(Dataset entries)
________________

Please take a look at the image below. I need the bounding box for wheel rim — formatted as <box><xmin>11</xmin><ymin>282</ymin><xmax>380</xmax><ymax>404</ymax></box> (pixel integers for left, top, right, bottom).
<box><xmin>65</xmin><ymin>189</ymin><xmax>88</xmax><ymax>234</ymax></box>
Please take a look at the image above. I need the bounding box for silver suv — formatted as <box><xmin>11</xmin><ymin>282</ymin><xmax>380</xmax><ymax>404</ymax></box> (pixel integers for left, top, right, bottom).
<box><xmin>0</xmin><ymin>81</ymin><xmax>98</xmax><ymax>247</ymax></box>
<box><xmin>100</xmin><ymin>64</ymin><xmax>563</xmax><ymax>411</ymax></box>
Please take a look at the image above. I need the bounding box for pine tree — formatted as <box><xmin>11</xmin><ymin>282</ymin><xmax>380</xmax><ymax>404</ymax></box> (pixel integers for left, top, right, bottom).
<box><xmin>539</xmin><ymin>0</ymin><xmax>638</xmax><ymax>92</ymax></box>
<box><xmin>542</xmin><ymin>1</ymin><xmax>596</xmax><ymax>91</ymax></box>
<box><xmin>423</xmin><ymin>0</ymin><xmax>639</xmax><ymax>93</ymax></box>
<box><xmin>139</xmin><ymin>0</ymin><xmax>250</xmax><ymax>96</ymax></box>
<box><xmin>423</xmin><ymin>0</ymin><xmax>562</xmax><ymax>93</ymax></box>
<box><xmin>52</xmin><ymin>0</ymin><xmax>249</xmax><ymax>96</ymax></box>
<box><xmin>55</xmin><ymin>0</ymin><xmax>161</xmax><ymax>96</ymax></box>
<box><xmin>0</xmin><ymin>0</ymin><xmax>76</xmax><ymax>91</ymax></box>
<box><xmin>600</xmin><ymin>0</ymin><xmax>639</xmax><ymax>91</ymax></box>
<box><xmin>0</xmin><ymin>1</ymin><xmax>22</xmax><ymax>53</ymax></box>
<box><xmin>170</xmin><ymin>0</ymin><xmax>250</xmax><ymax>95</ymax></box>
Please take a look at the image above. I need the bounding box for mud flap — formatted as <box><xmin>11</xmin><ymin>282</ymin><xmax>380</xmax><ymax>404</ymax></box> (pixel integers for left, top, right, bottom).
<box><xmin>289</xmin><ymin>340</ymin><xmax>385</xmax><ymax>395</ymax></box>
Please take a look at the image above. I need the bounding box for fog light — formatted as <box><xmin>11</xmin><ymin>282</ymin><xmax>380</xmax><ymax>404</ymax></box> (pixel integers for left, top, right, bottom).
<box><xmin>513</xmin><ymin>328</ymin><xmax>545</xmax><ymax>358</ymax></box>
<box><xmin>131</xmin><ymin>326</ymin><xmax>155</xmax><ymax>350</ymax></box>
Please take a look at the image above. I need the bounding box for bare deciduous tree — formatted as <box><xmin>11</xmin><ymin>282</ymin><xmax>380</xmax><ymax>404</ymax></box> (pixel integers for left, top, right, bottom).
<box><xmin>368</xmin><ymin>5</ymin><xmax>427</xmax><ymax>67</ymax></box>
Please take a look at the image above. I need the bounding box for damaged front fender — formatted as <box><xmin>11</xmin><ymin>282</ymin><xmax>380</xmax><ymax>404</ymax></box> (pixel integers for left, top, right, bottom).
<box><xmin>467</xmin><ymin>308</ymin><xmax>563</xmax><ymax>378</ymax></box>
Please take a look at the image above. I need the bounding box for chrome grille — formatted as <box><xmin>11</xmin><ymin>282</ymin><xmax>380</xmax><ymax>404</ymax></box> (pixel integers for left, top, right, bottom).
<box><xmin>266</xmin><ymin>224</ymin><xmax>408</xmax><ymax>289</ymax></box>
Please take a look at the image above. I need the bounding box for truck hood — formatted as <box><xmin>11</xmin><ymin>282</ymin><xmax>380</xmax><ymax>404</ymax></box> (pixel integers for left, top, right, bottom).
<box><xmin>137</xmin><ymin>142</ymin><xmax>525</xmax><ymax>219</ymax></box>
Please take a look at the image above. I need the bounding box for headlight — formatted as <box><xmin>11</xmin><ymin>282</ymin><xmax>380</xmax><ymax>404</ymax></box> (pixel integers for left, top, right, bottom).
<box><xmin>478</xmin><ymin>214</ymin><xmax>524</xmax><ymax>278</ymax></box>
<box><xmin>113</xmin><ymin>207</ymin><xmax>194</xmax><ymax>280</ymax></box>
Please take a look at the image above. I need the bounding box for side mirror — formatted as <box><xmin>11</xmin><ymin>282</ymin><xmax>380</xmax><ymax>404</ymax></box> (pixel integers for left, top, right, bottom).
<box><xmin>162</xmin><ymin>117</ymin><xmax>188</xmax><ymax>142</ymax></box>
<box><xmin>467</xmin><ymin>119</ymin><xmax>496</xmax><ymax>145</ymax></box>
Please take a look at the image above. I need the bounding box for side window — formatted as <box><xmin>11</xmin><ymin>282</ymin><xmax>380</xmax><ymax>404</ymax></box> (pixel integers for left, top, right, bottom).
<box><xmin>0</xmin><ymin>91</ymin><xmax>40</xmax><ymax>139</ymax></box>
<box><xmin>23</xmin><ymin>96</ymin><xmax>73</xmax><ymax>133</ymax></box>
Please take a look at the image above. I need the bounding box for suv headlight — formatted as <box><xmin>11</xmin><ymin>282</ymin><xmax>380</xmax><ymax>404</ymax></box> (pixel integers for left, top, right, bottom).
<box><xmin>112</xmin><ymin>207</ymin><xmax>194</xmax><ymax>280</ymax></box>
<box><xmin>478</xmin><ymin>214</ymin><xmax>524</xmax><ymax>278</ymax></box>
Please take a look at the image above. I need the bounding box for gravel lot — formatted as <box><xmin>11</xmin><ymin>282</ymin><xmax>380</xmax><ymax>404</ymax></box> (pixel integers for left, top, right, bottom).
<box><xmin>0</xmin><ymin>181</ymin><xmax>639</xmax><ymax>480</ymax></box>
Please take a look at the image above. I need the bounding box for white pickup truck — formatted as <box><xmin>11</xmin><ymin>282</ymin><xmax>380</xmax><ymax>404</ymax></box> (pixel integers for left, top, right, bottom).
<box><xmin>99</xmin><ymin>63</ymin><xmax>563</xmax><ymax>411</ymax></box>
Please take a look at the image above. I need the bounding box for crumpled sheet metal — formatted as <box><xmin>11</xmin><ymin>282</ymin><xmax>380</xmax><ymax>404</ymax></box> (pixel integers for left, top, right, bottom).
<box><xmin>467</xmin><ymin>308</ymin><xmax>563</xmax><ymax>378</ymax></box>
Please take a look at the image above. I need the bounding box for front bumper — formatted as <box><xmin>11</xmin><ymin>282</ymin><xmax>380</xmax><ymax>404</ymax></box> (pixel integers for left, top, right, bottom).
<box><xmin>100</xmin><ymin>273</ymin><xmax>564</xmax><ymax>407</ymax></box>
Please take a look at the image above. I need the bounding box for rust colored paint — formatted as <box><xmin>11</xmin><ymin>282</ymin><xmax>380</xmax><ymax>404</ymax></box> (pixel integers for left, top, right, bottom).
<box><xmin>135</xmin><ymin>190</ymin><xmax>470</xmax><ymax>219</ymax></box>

________________

**REQUIREMENT**.
Every record, restated word for word, should make up your reply.

**EXPECTED ANSWER**.
Please take a look at the image below. I need the bounding box for wheel rim — formatted as <box><xmin>11</xmin><ymin>282</ymin><xmax>380</xmax><ymax>404</ymax></box> (pixel integers for left, top, right, bottom).
<box><xmin>65</xmin><ymin>189</ymin><xmax>88</xmax><ymax>234</ymax></box>
Please take a look at the image above. I need the bounding box for silver suv — formatted as <box><xmin>11</xmin><ymin>282</ymin><xmax>380</xmax><ymax>404</ymax></box> (pixel integers for left, top, right, bottom).
<box><xmin>0</xmin><ymin>81</ymin><xmax>98</xmax><ymax>247</ymax></box>
<box><xmin>100</xmin><ymin>64</ymin><xmax>563</xmax><ymax>411</ymax></box>
Please take a look at the image above. I need the bounding box for pine tree — formatted as <box><xmin>11</xmin><ymin>282</ymin><xmax>380</xmax><ymax>404</ymax></box> (pixel integers for left, top, right, bottom).
<box><xmin>539</xmin><ymin>0</ymin><xmax>638</xmax><ymax>92</ymax></box>
<box><xmin>542</xmin><ymin>1</ymin><xmax>596</xmax><ymax>91</ymax></box>
<box><xmin>423</xmin><ymin>0</ymin><xmax>639</xmax><ymax>93</ymax></box>
<box><xmin>139</xmin><ymin>0</ymin><xmax>250</xmax><ymax>96</ymax></box>
<box><xmin>423</xmin><ymin>0</ymin><xmax>562</xmax><ymax>93</ymax></box>
<box><xmin>52</xmin><ymin>0</ymin><xmax>249</xmax><ymax>96</ymax></box>
<box><xmin>55</xmin><ymin>0</ymin><xmax>161</xmax><ymax>96</ymax></box>
<box><xmin>0</xmin><ymin>0</ymin><xmax>76</xmax><ymax>91</ymax></box>
<box><xmin>600</xmin><ymin>0</ymin><xmax>639</xmax><ymax>91</ymax></box>
<box><xmin>0</xmin><ymin>1</ymin><xmax>22</xmax><ymax>53</ymax></box>
<box><xmin>170</xmin><ymin>0</ymin><xmax>250</xmax><ymax>95</ymax></box>
Please take a look at the image above. I need the bounding box for mud flap — formatted as <box><xmin>11</xmin><ymin>282</ymin><xmax>380</xmax><ymax>404</ymax></box> (pixel integers for left, top, right, bottom).
<box><xmin>289</xmin><ymin>340</ymin><xmax>385</xmax><ymax>395</ymax></box>
Please take a look at the image above. I need the bounding box for fog light — formatted as <box><xmin>11</xmin><ymin>282</ymin><xmax>380</xmax><ymax>404</ymax></box> (pixel integers for left, top, right, bottom).
<box><xmin>513</xmin><ymin>328</ymin><xmax>545</xmax><ymax>358</ymax></box>
<box><xmin>131</xmin><ymin>326</ymin><xmax>155</xmax><ymax>350</ymax></box>
Please take a look at the image above. I need the bounding box for bare deciduous tree — formatted as <box><xmin>11</xmin><ymin>282</ymin><xmax>380</xmax><ymax>404</ymax></box> (pixel integers for left, top, right, bottom).
<box><xmin>368</xmin><ymin>5</ymin><xmax>427</xmax><ymax>67</ymax></box>
Please take a look at the image above. I need the bounding box for damaged front fender — formatted as <box><xmin>11</xmin><ymin>282</ymin><xmax>380</xmax><ymax>404</ymax></box> (pixel integers for left, top, right, bottom).
<box><xmin>467</xmin><ymin>308</ymin><xmax>563</xmax><ymax>378</ymax></box>
Please take a look at the image above. I need the bounding box for chrome grille — formatted as <box><xmin>11</xmin><ymin>282</ymin><xmax>380</xmax><ymax>404</ymax></box> (pixel integers for left, top, right, bottom).
<box><xmin>266</xmin><ymin>224</ymin><xmax>408</xmax><ymax>289</ymax></box>
Please take a look at the image above. I need the bounding box for truck hood — formatted as <box><xmin>11</xmin><ymin>282</ymin><xmax>380</xmax><ymax>404</ymax></box> (pixel integers for left, top, right, bottom).
<box><xmin>137</xmin><ymin>142</ymin><xmax>525</xmax><ymax>219</ymax></box>
Please take a look at the image above. I need the bounding box for headlight — formatted as <box><xmin>11</xmin><ymin>282</ymin><xmax>380</xmax><ymax>404</ymax></box> (pixel integers for left, top, right, bottom).
<box><xmin>478</xmin><ymin>214</ymin><xmax>524</xmax><ymax>278</ymax></box>
<box><xmin>113</xmin><ymin>207</ymin><xmax>194</xmax><ymax>280</ymax></box>
Please take a look at the image above. I need the bounding box for side mirror — formatted as <box><xmin>11</xmin><ymin>282</ymin><xmax>380</xmax><ymax>404</ymax></box> (pixel integers for left, top, right, bottom).
<box><xmin>162</xmin><ymin>117</ymin><xmax>188</xmax><ymax>142</ymax></box>
<box><xmin>467</xmin><ymin>119</ymin><xmax>496</xmax><ymax>145</ymax></box>
Please take a look at the image above. I need the bounding box for side window — formatted as <box><xmin>11</xmin><ymin>282</ymin><xmax>380</xmax><ymax>404</ymax></box> (pixel integers for left, top, right, bottom).
<box><xmin>0</xmin><ymin>91</ymin><xmax>40</xmax><ymax>139</ymax></box>
<box><xmin>23</xmin><ymin>96</ymin><xmax>73</xmax><ymax>133</ymax></box>
Please take a look at the image above. I need the bounding box for suv headlight — formatted as <box><xmin>11</xmin><ymin>282</ymin><xmax>380</xmax><ymax>404</ymax></box> (pixel integers for left, top, right, bottom).
<box><xmin>112</xmin><ymin>207</ymin><xmax>194</xmax><ymax>280</ymax></box>
<box><xmin>478</xmin><ymin>214</ymin><xmax>524</xmax><ymax>278</ymax></box>
Please take a look at the image above. I need the bounding box for gravel lot — formatted as <box><xmin>11</xmin><ymin>282</ymin><xmax>380</xmax><ymax>404</ymax></box> (pixel integers for left, top, right, bottom).
<box><xmin>0</xmin><ymin>181</ymin><xmax>639</xmax><ymax>480</ymax></box>
Please take a look at the image above. I need the bounding box for white pickup truck — formatted as <box><xmin>11</xmin><ymin>282</ymin><xmax>380</xmax><ymax>404</ymax></box> (pixel integers for left, top, right, bottom).
<box><xmin>99</xmin><ymin>63</ymin><xmax>563</xmax><ymax>411</ymax></box>
Please take a look at the image above. I need the bounding box for crumpled sheet metal — formatted as <box><xmin>11</xmin><ymin>282</ymin><xmax>380</xmax><ymax>404</ymax></box> (pixel integers for left, top, right, bottom).
<box><xmin>467</xmin><ymin>308</ymin><xmax>563</xmax><ymax>378</ymax></box>
Please take a look at the image above. I need the bounding box for front bumper — formatted as <box><xmin>11</xmin><ymin>282</ymin><xmax>380</xmax><ymax>404</ymax></box> (pixel integers for left, top, right, bottom).
<box><xmin>100</xmin><ymin>273</ymin><xmax>564</xmax><ymax>407</ymax></box>
Please take a look at the image above. I need the bounding box for rust colored paint — formatted as <box><xmin>11</xmin><ymin>282</ymin><xmax>380</xmax><ymax>404</ymax></box> (pixel integers for left, top, right, bottom).
<box><xmin>135</xmin><ymin>190</ymin><xmax>470</xmax><ymax>219</ymax></box>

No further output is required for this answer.